Your instructions:
Extract every line of the material below and reproduce each one verbatim, in its original order.

Dataset rows:
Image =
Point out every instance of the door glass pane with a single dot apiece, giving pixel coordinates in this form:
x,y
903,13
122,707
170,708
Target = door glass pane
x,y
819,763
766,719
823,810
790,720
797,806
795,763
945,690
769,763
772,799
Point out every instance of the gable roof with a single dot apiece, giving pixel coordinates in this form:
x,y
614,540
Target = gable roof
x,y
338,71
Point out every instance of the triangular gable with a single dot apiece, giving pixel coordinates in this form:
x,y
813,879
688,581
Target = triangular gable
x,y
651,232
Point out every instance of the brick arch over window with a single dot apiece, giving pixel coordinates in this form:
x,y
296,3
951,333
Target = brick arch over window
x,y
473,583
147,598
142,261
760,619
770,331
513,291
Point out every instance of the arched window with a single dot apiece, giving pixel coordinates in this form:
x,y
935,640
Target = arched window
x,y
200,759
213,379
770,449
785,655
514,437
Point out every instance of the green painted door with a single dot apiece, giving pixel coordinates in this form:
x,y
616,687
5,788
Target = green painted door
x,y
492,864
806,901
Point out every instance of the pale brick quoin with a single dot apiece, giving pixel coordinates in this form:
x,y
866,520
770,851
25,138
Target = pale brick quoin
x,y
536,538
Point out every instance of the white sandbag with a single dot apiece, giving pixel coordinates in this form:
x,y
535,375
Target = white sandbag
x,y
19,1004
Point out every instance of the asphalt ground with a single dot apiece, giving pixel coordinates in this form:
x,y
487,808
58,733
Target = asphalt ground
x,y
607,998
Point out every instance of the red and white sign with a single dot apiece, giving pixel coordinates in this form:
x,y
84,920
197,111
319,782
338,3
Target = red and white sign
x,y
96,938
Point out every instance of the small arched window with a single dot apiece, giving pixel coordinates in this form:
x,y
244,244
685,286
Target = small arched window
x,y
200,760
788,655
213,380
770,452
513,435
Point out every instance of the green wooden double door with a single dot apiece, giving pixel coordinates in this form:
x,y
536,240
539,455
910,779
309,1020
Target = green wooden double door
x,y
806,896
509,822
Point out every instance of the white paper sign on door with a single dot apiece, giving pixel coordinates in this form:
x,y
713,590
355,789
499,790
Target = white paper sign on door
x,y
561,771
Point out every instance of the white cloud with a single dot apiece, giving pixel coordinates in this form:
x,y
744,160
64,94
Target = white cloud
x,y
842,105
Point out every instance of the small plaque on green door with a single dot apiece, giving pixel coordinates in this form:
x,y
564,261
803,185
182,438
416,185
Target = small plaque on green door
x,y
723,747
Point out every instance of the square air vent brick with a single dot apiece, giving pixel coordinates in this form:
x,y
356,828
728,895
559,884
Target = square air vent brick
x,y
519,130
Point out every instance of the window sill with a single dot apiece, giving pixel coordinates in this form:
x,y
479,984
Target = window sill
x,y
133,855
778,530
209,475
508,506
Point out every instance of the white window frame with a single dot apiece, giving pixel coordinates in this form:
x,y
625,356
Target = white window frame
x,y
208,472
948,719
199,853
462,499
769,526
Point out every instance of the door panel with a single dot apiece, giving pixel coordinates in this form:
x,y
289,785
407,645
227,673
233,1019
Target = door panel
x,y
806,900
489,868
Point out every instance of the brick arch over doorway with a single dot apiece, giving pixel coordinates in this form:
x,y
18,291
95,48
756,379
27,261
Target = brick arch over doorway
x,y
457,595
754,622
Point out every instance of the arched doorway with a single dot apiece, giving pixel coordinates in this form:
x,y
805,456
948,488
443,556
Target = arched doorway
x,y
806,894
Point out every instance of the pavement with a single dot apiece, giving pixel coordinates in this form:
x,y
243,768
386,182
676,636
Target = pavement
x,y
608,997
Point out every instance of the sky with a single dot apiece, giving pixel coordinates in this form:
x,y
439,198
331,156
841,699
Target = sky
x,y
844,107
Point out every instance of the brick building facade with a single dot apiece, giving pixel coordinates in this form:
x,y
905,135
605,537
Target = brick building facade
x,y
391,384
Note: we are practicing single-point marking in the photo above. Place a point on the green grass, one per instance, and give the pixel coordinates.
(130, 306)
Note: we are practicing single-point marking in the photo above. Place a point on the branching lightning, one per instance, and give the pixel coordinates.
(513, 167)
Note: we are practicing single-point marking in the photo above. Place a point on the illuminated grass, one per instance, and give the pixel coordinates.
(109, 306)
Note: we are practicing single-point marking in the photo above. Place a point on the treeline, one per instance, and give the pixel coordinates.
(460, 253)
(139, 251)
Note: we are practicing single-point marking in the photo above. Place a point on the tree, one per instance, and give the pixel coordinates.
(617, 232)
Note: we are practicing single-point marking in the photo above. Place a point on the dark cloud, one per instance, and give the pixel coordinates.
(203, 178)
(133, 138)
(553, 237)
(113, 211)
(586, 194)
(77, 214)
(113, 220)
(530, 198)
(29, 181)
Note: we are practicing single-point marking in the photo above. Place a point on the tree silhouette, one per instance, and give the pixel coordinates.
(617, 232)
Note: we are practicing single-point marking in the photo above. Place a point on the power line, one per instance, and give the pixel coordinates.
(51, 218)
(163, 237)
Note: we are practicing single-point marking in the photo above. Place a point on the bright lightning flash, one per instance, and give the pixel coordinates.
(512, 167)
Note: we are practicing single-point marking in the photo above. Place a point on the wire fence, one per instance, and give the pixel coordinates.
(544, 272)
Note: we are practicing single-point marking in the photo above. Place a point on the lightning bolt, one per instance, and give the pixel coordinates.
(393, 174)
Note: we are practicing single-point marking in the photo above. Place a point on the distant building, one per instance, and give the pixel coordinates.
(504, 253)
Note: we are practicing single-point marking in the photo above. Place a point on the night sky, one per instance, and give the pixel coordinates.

Solution:
Image =
Point out every instance of the door glass pane with a single dot apiece, giving pixel coordinates in this form:
x,y
903,13
122,707
170,708
Target = door glass pane
x,y
819,763
766,719
823,810
790,720
797,806
795,763
945,690
769,763
772,799
Point out every instance of the gable roof with a single dot apiece, giving pixel coordinates in this form:
x,y
614,540
Target = gable roof
x,y
338,71
Point out every instance of the triangular gable with a single dot apiece, giving pixel coordinates in this form:
x,y
813,879
688,581
Target = triangular gable
x,y
651,232
Point out every instance of the brick arch over window with a single dot apiece, giving pixel coordinates in this form:
x,y
296,3
951,333
Target = brick arch over window
x,y
473,583
147,598
142,261
760,619
770,331
513,291
Point out every instance of the arched window with a single dot apiece, giving pixel coordinates in this form:
x,y
935,640
Target = arched window
x,y
200,759
213,379
770,449
785,655
514,437
Point out every instance of the green painted door with a single dot apiece, giving pixel coordinates in this form:
x,y
616,687
5,788
Target = green painted door
x,y
492,864
806,901
Point out every instance of the pale brick quoin with a single dot apiece, giving pixel coordinates in this form:
x,y
866,520
770,851
25,138
Target = pale brick quoin
x,y
536,538
Point out every instance of the white sandbag with a single dot apiece, giving pixel coordinates in this form:
x,y
535,375
Target = white sandbag
x,y
19,1004
Point out every instance of the asphalt ground with a single dot apiece, giving pixel coordinates in this form:
x,y
487,808
58,733
Target = asphalt ground
x,y
607,998
Point out every instance of the red and white sign with a single dot apiece, giving pixel coordinates in this form:
x,y
84,920
197,111
319,782
338,3
Target = red and white sign
x,y
96,938
Point out every instance of the small arched window with a single dot apiece, giving pixel coordinates in this form:
x,y
244,244
685,286
Target = small arched window
x,y
200,760
788,655
213,380
770,452
513,435
Point out every instance of the green wooden double door with a single dot apiece, giving pixel coordinates in this form:
x,y
536,240
539,455
910,779
309,1020
Target = green wooden double door
x,y
806,896
509,822
Point out every instance of the white paper sign on door with a single dot apiece, giving pixel coordinates in this form:
x,y
713,590
355,789
499,790
Target = white paper sign on door
x,y
561,771
Point out every instance of the white cloud with a single dot apiece, giving pixel coordinates in this form:
x,y
744,160
64,94
Target = white cloud
x,y
842,105
Point out every instance of the small plaque on green door with a single dot apiece, giving pixel coordinates in this form:
x,y
564,261
803,185
182,438
416,185
Target = small plaque on green door
x,y
723,747
Point out every instance of the square air vent brick with a single dot apiece, giving pixel coordinates in this form:
x,y
356,828
728,895
559,884
Target = square air vent brick
x,y
519,130
Point out every instance of the window sill with a single dot apiece, giving pixel coordinates in this form:
x,y
479,984
Target = window sill
x,y
133,855
778,530
209,475
508,506
Point out every instance of the white window frame with a single dot apiece, giving pixel coordinates in this form:
x,y
625,356
Target = white window frame
x,y
208,472
948,719
199,853
462,499
769,526
Point out every instance of the door panel with a single dot apiece, giving pixel coordinates in this form:
x,y
289,785
407,645
227,673
233,1019
Target = door panel
x,y
806,900
489,868
Point out every instance of the brick arch over doorway with a single dot apiece, giving pixel coordinates in this form:
x,y
18,291
95,48
756,379
27,261
Target = brick arch over doorway
x,y
457,595
754,622
Point out every instance of the arched doorway with a single dot apiece, giving pixel coordinates in this form:
x,y
805,456
948,488
443,556
Target = arched doorway
x,y
806,894
Point out every instance of the pavement with a single dot apiece, giving pixel coordinates in this form:
x,y
243,768
386,182
676,636
Target = pavement
x,y
608,997
Point out every instance of the sky with a single dot apiece, giving pixel coordinates in this form:
x,y
439,198
331,156
841,699
Target = sky
x,y
844,107
Point out every instance of the brick building facade with a single dot apiece, giving pixel coordinates in this form:
x,y
905,135
605,537
Target = brick building facade
x,y
391,384
Note: we are practicing single-point marking in the photo above. Place a point on the green grass, one per instance, and give the pixel coordinates.
(130, 306)
Note: we are practicing single-point marking in the photo above. Place a point on the branching lightning, one per instance, and give the pixel coordinates.
(513, 167)
Note: we are practicing single-point marking in the photo above. Place a point on the illuminated grass, one per instance, and give the pixel coordinates.
(109, 306)
Note: we are practicing single-point marking in the photo above. Place a point on the treeline, one per instance, and give the pixel coordinates.
(460, 253)
(139, 251)
Note: we are practicing single-point marking in the photo above. Place a point on the tree, one per instance, and give the pixel coordinates.
(617, 232)
Note: we are practicing single-point marking in the photo above. Place a point on the dark cloud, one per instance, and give the pixel coordinates.
(203, 178)
(133, 138)
(553, 237)
(113, 211)
(586, 194)
(77, 214)
(113, 220)
(530, 198)
(29, 181)
Note: we are practicing single-point marking in the photo above. Place a point on the tree silhouette, one per instance, and give the pixel coordinates.
(617, 232)
Note: we are practicing single-point marking in the photo above. Place a point on the power line, one per instance, and give the pixel coordinates.
(51, 218)
(163, 237)
Note: we are practicing single-point marking in the photo above. Place a point on the bright lightning flash, one per instance, and give the pixel coordinates.
(512, 167)
Note: we are practicing single-point marking in the photo above. Place a point on the wire fence, one per instance, and give the pixel coordinates.
(544, 272)
Note: we are practicing single-point marking in the photo above. Place a point on the lightning bolt, one per instance, and give the pixel coordinates.
(393, 174)
Note: we are practicing single-point marking in the photo above. Place a point on the distant building, one per instance, and give the pixel coordinates.
(504, 253)
Note: we are practicing single-point marking in the photo above. Place a point on the night sky, one per instance, and give the pixel coordinates.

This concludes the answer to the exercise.